PAGE EXCERPT
Thursday, April 26, 2012

Down Scopes


Science and religion have had a rocky path throughout history… whether in the turbulent period of Inquisition-infested Europe as Galileo tried to foster the heliocentric view of our solar system in the 17th century… or in the legendary Scopes trial where evolution was put to the test in a legal trial: “In the summer of 1925, a young schoolteacher named John Scopes stood trial in Dayton, Tennessee, for violating the state law against the teaching of evolution. Two of the country's most famous attorneys faced off in the trial. William Jennings Bryan, 65 years old and a three time Democratic presidential nominee, prosecuted; 67-year-old Clarence Darrow, who was a staunch agnostic and who had defended Nathan Leopold and Richard Loeb the year before, represented the defense. Bryan declared that ‘the contest between evolution and Christianity is a duel to the death.’…

“[After a heated courtroom debate between these two great orators,] Darrow changed his client's plea to guilty. Scopes was convicted and fined $100. However, the conviction was thrown out on a technicality by the Tennessee Supreme Court (that the judge, and not the jury, had determined the $100 fine). In 1967, the Supreme Court struck down Tennessee's anti-evolution law for violating the Constitution’s prohibition against the establishment of religion. Five days after the trial's conclusion, Bryan died of apoplexy. The journalist H.L. Mencken wrote of Bryan: ‘He came into life a hero, a Galahad, in bright and shining armor. He was passing out a poor mountebank.’ As for Scopes, he left teaching and became a chemical engineer in the oil industry. He died at age 70 in 1970.” DigitalHistory.uh.edu

Well, Tennessee and its legislature is back at it, attempting to reform what can and cannot be discussed or taught in its public classrooms, making sure that the topics stay on the “right” side of conservative Christian teachings. “[This April,] it enacted a controversial new law — dubbed the ‘monkey bill’ — giving schoolteachers broad new rights to question the validity of evolution and to teach students creationism.

WHAT IS EXPECTED
In the Scopes trial post, what job did John Scopes take after he left teaching?

(Saved entries)
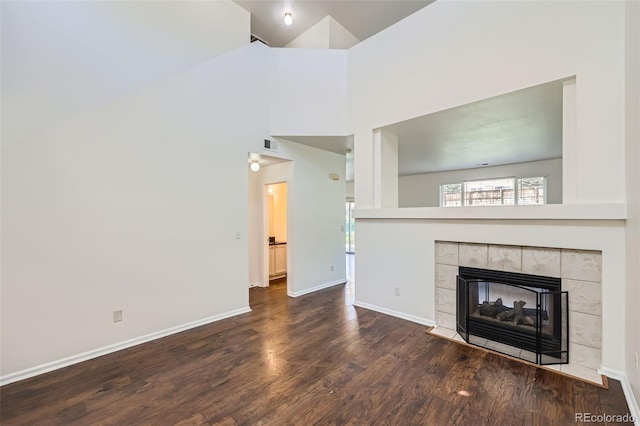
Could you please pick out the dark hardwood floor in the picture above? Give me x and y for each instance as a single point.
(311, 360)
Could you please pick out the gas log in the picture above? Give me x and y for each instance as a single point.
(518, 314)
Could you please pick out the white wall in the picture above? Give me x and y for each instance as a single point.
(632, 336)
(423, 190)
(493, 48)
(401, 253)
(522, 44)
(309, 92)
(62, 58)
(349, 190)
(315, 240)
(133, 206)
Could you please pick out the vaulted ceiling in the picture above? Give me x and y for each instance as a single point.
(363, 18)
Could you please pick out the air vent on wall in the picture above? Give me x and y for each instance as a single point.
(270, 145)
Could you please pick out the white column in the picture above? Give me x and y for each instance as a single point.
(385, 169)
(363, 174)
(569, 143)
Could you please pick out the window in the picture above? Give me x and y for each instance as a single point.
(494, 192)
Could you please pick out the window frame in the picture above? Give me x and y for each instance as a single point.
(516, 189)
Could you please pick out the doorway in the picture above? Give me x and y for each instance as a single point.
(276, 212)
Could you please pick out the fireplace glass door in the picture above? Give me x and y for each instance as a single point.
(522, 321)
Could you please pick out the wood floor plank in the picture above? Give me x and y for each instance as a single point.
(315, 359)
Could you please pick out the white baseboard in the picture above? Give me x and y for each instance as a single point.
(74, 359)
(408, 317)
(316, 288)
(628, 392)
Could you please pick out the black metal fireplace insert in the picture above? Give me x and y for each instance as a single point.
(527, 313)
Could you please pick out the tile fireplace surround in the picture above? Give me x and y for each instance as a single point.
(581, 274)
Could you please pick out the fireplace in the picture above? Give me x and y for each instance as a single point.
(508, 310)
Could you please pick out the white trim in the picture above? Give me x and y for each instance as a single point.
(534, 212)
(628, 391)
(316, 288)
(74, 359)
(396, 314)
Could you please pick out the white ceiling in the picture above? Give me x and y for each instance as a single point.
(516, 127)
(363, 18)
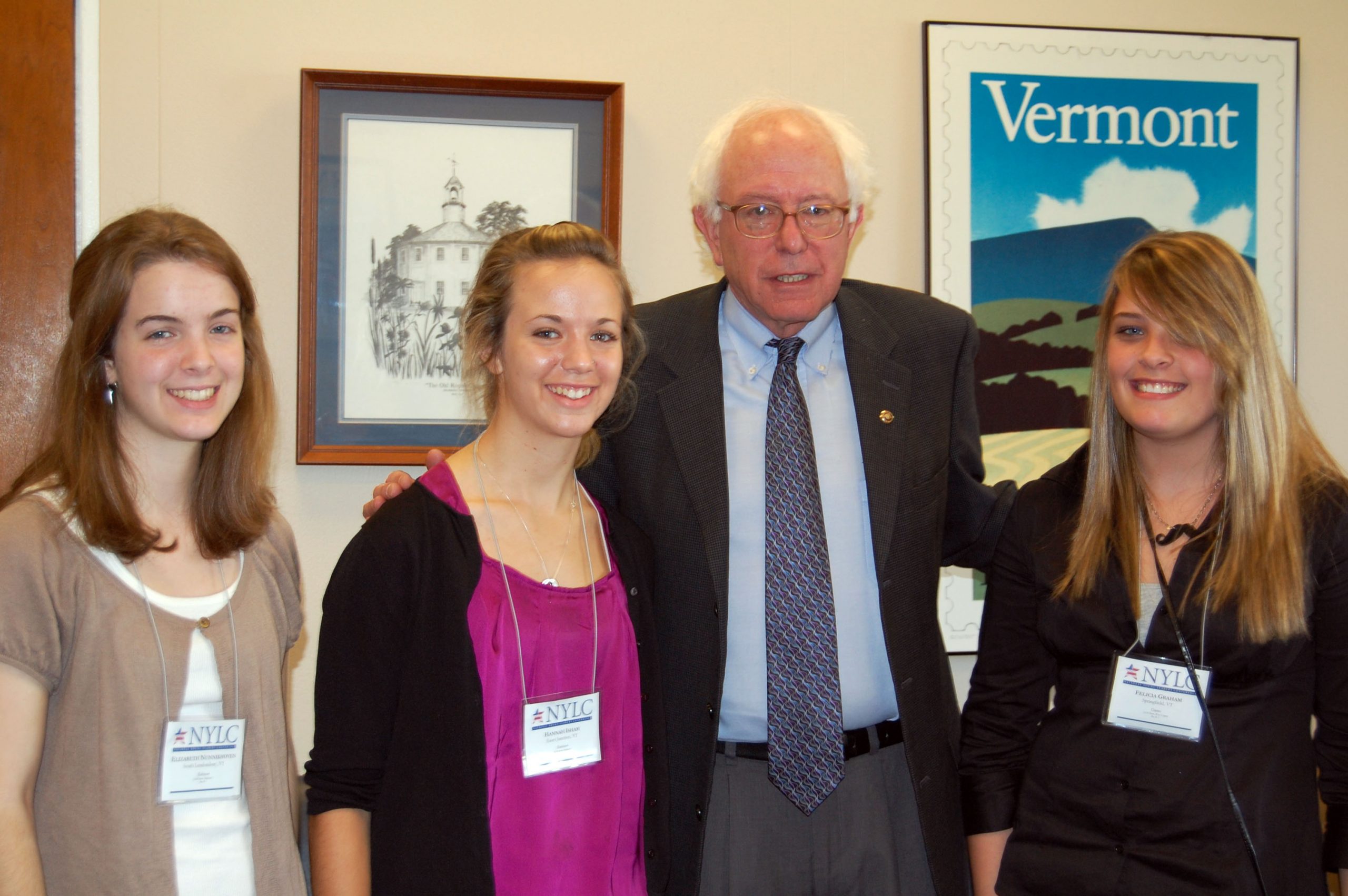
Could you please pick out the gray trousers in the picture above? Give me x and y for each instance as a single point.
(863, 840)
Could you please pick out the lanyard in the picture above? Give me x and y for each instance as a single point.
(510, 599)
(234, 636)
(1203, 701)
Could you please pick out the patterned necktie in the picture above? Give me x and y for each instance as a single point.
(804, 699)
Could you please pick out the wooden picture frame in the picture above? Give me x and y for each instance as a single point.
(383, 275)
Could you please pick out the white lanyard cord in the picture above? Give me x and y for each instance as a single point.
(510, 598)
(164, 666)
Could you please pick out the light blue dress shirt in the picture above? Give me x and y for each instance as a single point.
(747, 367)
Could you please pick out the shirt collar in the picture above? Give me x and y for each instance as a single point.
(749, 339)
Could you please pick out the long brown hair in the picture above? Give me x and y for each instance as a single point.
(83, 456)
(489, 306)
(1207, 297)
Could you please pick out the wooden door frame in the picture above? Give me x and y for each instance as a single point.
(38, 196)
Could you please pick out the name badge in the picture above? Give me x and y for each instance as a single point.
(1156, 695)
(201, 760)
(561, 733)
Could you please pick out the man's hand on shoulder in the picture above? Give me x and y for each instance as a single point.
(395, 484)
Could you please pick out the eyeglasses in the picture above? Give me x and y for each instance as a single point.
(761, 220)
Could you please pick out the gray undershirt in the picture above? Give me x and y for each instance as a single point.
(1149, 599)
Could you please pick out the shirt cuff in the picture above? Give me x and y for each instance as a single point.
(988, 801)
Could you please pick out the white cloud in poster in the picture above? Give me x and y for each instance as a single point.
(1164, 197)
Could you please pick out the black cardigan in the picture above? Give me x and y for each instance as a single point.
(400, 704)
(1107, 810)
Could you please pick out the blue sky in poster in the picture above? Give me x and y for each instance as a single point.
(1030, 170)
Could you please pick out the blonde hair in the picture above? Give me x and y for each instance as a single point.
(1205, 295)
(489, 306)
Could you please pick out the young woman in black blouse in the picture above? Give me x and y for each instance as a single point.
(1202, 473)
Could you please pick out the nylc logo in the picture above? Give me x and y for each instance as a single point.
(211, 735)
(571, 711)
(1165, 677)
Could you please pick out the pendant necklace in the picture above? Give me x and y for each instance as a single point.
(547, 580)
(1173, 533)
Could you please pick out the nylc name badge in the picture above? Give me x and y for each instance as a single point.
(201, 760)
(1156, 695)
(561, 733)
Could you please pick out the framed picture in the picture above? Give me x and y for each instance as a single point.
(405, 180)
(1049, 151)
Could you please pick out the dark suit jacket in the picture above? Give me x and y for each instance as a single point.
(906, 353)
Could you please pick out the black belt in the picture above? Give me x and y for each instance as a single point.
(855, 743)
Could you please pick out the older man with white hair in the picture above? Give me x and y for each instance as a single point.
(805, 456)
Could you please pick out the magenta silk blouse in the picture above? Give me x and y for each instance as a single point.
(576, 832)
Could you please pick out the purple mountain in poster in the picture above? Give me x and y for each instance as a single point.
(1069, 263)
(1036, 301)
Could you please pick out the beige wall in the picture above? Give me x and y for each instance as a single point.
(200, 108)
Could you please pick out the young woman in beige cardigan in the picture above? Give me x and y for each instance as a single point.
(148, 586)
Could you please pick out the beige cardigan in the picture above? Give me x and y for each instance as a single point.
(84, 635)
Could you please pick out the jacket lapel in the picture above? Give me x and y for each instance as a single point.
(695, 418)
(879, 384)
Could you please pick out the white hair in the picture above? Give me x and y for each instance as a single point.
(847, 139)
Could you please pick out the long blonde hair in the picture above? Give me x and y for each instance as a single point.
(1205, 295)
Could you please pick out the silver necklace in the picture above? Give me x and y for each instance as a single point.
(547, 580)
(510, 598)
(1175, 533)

ANSWER FOR THIS EXERCISE
He became a chemical engineer in the oil industry.